__Görevler__:
**A.** Pontecorvo hakkındaki metne göre aşağıdaki soruları yanıtlayın.
(i) Pontecorvo kaç yaşında aramızdan ayrıldı?
(ii) Edward Said hangi iki filmi yapılmış en iyi politik filmler olarak gösteriyordu?
(iii) Cezayir Savaşı filmi hangi yıla aittir?
**B.** Pontecorvo hakkındaki metnin bir bölümünü hiç değiştirmeden tekrarlayın: "filmini yöneten Gillo" sözcüklerinin geçtiği yerden başlayın ve "film çekebildiği iddiasındaydı." sözcüklerinden sonra durun.

__Sayfa Alıntısı__:
⟨
Çok
sayıda başarılı işinden biri olan, klasikleşen Cezayir Savaşı (1965)
filmini yöneten Gillo Pontecorvo, o kibar hâli ve pırıltılı gözleriyle, 86
yaşında aramızdan ayrıldı.
Edward
Said, Pontecorvo’nun Cezayir Savaşı ve Queimada (1969) filmlerinin
yapılmış en iyi politik filmler olduğunu söylüyordu. O, aynı zamanda Pontecorvo’nun
sinema için ortaya koyduğu politik çalışma sayesinde Costa Gavras gibi yönetmenlerin
ortaya çıkma imkânı bulduğu, Üçüncü Dünya’da etkili olan yönetmenlerin onun
sayesinde film çekebildiği iddiasındaydı.
⟩
__Ham Veri__:
⟨
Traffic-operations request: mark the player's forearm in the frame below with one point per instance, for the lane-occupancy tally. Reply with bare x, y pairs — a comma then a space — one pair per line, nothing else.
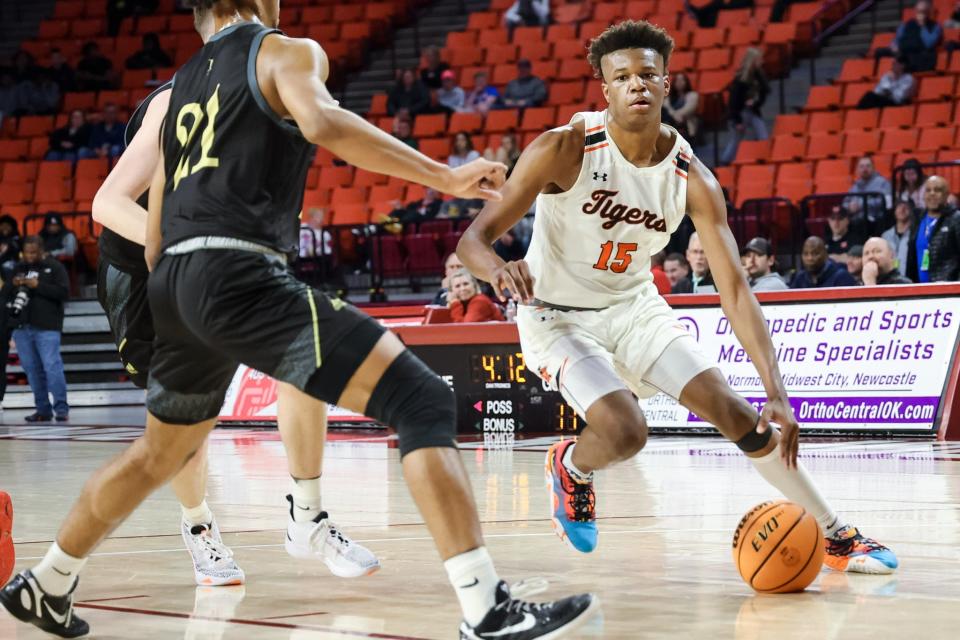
⟩
__Görev Bazında Çözümler__:
**A.**
(i) 86 yaşında.
(ii) Cezayir Savaşı ve Queimada.
(iii) 1965.

**B.**
filmini yöneten Gillo Pontecorvo, o kibar hâli ve pırıltılı gözleriyle, 86
yaşında aramızdan ayrıldı.
Edward
Said, Pontecorvo’nun Cezayir Savaşı ve Queimada (1969) filmlerinin
yapılmış en iyi politik filmler olduğunu söylüyordu. O, aynı zamanda Pontecorvo’nun
sinema için ortaya koyduğu politik çalışma sayesinde Costa Gavras gibi yönetmenlerin
ortaya çıkma imkânı bulduğu, Üçüncü Dünya’da etkili olan yönetmenlerin onun
sayesinde film çekebildiği iddiasındaydı.